→ Given passage:
= Beginning of Section =

A joint research effort between the U.S. Army and the University of Pennsylvania is hoping to train dogs to develop pinpoint detection of COVID-19 biomarkers in humans.
Researchers from the university previously trained dogs to successfully detect both diabetes and ovarian cancer. Given present circumstances, shifting focus to the coronavirus was a no-brainer.
“I called up the research partner in my branch who I work most closely with on dogs,” Michele Maughan, a researcher at the Combat Capabilities Development Command Chemical Biological Center, said in a release. “And said to her, ‘We keep saying we need to find a way for dogs to detect COVID-19, let’s do this!”
Maughan then reached out to the director of Penn Vet’s Working Dog Center, Cynthia Otto, who quickly endorsed the partnership. An additional phone call to Patrick Nolan, a U.S. Army Special Forces veteran and former military working dog trainer, got the ball rolling, and by May 26, just months after proposing the idea, the first dogs entered training.
Nolan, who now owns a training center for working dogs in Maryland, enthusiastically supplied 10 working dogs to participate in the six- to nine-week program.
“Training dogs to do this kind of work, detecting a substance down to the parts per trillion level is an art,” Maughan said in the release. “And I could think of no one better than him to do it.”
Each Labrador retriever in training learns how to detect the proteins the human immune system produces while fighting COVID-19 without ever needing to be exposed to the actual virus.
Because dogs can detect the immune system’s response even before the onset of a fever, they are able to identify COVID-19 carriers without the need of a thermal camera and they’re faster than any swab test.

= End of Section =

Collected data entries:

= Beginning of Section =

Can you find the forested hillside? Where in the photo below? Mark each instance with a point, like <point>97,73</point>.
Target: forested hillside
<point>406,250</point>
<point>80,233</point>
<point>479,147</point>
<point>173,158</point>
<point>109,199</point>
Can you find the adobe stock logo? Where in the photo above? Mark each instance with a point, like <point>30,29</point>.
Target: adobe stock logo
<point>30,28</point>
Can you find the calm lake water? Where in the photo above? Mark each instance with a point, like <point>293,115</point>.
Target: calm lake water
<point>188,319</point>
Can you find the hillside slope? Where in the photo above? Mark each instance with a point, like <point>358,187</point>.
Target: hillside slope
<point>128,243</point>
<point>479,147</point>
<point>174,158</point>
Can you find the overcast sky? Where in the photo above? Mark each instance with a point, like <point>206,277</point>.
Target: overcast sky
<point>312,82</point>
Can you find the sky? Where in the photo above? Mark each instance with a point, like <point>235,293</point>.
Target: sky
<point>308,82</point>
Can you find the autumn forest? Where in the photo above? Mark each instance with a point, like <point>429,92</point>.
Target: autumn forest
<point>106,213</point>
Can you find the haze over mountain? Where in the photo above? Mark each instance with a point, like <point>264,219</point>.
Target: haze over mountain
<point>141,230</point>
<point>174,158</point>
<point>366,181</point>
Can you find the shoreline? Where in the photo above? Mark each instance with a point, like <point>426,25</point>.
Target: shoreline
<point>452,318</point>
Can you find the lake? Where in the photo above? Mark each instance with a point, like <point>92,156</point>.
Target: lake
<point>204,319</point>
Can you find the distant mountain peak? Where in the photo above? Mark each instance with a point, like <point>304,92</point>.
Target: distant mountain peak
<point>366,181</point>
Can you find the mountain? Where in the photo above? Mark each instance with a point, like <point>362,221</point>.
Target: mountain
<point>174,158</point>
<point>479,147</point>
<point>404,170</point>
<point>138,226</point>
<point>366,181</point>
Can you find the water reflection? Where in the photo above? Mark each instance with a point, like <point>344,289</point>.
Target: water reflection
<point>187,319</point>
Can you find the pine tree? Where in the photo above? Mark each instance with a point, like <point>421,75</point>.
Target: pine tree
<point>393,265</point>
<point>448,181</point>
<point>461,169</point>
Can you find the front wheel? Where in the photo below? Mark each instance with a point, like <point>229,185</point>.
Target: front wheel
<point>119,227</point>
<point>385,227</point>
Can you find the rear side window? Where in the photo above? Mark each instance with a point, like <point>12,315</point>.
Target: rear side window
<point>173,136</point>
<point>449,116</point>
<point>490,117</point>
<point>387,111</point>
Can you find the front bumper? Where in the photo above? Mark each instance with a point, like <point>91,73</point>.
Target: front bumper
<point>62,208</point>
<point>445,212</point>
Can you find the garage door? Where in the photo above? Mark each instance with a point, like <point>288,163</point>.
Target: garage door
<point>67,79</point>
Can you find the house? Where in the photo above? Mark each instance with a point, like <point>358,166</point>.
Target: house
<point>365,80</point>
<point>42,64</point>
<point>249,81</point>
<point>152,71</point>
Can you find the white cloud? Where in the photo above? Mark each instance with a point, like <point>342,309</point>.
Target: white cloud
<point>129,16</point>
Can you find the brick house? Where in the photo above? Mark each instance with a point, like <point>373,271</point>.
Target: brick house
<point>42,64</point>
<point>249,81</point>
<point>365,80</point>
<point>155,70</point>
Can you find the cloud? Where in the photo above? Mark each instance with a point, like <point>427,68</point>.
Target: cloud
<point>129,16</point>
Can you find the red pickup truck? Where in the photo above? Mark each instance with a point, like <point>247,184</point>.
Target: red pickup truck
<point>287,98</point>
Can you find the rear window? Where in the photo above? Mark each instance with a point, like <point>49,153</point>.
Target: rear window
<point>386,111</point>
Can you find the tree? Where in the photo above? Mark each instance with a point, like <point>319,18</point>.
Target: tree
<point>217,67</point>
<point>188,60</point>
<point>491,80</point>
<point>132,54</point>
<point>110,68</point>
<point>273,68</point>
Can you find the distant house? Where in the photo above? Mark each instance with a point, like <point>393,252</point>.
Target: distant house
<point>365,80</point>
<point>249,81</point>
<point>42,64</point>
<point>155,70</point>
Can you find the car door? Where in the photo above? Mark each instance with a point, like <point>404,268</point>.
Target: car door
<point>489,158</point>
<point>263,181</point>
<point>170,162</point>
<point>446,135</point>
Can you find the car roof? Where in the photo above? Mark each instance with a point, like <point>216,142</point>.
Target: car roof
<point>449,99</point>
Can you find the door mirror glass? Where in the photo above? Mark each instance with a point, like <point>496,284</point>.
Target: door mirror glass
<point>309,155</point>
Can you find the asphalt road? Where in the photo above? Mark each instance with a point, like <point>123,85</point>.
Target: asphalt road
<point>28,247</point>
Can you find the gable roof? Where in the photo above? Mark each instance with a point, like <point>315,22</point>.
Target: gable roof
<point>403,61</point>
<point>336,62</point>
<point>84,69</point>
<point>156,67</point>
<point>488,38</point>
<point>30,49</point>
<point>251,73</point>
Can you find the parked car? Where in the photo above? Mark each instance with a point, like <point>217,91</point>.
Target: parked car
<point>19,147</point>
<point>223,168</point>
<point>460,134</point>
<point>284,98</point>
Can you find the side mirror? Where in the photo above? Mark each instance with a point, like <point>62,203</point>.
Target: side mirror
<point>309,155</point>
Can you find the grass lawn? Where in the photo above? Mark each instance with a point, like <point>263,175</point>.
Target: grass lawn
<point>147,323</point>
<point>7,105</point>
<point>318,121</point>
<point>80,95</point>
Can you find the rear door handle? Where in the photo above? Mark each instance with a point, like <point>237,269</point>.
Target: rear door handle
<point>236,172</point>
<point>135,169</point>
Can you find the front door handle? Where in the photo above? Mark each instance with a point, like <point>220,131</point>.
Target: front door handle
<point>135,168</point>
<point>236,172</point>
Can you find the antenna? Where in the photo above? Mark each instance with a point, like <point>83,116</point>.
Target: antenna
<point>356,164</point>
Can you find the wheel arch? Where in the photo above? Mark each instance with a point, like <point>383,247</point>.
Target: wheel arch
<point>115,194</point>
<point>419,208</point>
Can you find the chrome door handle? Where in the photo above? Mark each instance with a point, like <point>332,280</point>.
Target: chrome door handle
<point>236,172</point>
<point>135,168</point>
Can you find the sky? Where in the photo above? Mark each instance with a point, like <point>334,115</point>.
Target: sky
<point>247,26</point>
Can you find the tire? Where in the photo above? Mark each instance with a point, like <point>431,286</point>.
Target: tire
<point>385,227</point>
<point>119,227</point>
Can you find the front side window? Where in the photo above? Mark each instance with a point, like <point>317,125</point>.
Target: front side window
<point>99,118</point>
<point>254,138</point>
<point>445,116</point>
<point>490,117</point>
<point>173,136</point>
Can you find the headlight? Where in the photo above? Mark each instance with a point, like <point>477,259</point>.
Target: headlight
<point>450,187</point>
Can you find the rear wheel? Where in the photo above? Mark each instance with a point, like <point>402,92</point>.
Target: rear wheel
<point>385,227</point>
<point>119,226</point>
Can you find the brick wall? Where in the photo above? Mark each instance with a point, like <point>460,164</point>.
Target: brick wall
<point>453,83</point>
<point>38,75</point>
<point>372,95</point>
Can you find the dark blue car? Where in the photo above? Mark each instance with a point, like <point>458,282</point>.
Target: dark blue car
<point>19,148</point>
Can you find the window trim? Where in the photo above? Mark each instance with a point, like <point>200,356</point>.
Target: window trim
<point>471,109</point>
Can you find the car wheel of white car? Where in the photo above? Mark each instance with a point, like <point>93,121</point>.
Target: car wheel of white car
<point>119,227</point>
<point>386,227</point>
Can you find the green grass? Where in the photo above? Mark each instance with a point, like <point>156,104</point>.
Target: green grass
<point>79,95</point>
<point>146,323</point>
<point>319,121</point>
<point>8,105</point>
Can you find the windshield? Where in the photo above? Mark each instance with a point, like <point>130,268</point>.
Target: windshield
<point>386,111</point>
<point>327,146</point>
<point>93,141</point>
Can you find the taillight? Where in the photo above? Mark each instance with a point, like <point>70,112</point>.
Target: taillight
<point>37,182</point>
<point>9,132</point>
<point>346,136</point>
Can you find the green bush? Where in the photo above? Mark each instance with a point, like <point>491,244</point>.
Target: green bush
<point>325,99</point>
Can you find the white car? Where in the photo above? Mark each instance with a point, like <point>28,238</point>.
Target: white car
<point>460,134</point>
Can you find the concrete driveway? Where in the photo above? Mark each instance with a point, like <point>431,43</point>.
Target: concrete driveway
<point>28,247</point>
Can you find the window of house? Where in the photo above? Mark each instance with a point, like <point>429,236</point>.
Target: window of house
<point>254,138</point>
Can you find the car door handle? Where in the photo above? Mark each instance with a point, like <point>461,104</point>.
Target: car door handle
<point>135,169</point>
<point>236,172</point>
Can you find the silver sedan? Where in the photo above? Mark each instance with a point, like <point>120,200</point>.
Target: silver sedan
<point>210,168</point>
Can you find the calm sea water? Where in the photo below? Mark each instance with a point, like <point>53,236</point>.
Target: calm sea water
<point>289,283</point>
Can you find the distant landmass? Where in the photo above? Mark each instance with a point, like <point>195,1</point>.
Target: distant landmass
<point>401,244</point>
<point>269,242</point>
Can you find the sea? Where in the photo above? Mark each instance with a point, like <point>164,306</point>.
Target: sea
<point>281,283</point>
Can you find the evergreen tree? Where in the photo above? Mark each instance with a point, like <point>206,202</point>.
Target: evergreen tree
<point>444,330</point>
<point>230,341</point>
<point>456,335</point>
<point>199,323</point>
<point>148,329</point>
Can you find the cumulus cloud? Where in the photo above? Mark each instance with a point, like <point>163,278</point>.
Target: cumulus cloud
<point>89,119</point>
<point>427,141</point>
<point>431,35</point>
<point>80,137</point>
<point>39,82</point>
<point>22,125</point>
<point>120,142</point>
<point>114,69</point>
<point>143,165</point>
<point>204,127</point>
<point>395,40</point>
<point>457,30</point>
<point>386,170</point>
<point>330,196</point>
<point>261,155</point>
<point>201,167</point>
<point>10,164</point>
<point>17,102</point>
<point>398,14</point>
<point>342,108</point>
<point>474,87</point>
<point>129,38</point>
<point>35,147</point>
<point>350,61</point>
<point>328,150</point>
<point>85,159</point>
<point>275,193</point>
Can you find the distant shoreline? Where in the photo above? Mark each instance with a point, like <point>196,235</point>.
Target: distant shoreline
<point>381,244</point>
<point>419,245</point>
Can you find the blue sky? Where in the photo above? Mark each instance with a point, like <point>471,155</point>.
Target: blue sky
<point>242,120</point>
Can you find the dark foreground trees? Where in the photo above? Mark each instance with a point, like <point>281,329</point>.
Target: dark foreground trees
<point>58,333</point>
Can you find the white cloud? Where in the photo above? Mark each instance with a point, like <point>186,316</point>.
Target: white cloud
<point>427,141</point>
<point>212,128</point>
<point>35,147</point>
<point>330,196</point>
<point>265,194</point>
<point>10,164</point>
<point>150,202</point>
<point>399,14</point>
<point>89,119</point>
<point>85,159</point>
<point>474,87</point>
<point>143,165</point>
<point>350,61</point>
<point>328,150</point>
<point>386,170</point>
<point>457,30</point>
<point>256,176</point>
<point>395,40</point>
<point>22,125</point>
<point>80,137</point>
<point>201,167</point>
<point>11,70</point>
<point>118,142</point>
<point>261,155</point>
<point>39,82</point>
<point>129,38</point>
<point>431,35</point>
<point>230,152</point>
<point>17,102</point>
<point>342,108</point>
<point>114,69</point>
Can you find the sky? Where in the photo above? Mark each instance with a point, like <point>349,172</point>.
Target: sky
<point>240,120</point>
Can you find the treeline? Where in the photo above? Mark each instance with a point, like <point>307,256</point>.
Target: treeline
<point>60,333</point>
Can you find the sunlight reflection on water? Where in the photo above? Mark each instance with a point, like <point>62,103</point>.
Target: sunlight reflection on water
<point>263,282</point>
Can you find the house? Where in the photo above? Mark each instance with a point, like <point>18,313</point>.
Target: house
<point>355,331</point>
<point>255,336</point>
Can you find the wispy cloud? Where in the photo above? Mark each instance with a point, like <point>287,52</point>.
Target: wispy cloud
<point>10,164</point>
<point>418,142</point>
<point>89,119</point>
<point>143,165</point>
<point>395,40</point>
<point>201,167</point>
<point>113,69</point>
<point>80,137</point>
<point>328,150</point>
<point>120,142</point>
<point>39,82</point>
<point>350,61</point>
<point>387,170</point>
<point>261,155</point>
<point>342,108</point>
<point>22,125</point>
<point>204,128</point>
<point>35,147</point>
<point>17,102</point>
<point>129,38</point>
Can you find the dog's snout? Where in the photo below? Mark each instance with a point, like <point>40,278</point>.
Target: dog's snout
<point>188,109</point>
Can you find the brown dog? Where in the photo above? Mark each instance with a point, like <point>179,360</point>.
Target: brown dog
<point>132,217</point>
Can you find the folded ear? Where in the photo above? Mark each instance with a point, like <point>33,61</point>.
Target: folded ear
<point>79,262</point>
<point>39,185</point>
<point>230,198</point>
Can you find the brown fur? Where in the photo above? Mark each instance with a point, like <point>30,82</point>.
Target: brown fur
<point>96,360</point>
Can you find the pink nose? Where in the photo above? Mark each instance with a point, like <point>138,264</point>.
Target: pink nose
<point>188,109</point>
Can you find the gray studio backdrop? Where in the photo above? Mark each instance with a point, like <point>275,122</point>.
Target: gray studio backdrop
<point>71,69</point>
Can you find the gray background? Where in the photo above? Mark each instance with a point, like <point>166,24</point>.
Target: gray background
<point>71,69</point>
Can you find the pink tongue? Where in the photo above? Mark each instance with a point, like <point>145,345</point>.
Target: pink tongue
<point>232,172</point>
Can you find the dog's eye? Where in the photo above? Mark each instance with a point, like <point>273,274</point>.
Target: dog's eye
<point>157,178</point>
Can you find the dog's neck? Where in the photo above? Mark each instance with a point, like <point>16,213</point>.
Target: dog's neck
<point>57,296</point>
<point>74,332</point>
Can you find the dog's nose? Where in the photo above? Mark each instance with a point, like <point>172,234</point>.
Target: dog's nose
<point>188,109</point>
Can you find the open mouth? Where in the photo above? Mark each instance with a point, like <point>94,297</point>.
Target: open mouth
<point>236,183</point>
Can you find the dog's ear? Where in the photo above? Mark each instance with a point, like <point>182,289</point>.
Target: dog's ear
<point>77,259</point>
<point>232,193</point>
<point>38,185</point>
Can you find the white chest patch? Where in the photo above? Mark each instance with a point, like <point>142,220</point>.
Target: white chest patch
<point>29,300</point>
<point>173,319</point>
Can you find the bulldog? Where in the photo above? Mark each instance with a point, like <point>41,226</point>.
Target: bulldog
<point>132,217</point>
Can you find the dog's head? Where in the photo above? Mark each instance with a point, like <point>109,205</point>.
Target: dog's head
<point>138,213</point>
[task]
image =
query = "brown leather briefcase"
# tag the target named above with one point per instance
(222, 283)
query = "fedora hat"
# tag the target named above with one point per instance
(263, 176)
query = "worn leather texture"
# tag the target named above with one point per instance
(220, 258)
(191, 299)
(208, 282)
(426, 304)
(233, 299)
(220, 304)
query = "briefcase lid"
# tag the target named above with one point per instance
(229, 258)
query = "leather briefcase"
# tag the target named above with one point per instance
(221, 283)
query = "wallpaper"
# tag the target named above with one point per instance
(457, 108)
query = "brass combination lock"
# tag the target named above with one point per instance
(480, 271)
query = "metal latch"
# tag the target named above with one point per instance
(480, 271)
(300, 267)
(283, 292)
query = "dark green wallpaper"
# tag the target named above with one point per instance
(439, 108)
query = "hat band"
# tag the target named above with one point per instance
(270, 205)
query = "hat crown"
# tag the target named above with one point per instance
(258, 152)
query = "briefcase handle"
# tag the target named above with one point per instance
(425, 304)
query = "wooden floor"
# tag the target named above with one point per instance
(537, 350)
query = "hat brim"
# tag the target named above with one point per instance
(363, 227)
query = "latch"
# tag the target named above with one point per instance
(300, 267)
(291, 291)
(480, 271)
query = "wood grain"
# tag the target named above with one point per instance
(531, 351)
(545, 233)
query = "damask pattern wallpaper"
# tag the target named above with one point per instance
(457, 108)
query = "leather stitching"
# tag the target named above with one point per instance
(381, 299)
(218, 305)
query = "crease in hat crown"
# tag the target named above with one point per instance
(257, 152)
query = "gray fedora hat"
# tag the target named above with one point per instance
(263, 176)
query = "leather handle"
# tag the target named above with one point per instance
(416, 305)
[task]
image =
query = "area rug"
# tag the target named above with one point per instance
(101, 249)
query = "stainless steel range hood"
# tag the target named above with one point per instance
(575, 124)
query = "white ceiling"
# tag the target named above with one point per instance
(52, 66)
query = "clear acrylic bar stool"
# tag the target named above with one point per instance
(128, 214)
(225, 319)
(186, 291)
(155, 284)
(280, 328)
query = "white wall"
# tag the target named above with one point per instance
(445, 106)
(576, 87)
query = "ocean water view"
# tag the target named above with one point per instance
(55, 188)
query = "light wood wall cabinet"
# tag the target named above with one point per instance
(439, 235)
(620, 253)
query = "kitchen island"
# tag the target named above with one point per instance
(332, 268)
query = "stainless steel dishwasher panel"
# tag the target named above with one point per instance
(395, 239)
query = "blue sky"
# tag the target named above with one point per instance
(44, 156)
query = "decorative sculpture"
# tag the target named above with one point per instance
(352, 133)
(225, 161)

= End of Section =

→ Activities:
**1.** Answer these questions using the passage on training dogs to detect COVID-19:
(a) Which two conditions had the university's researchers previously trained dogs to detect?
(b) On what date did the first dogs enter training?
(c) How many working dogs did Nolan supply for the program?
**2.** How would you render this sentence from the passage on training dogs to detect COVID-19 in Spanish: "Each Labrador retriever in training learns how to detect the proteins the human immune system produces while fighting COVID-19 without ever needing to be exposed to the actual virus."

→ Solutions to the problems:
**1.**
(a) Diabetes and ovarian cancer
(b) May 26
(c) 10

**2.** Cada labrador retriever en entrenamiento aprende a detectar las proteínas que produce el sistema inmunitario humano mientras combate la COVID-19, sin necesidad de estar expuesto nunca al virus real.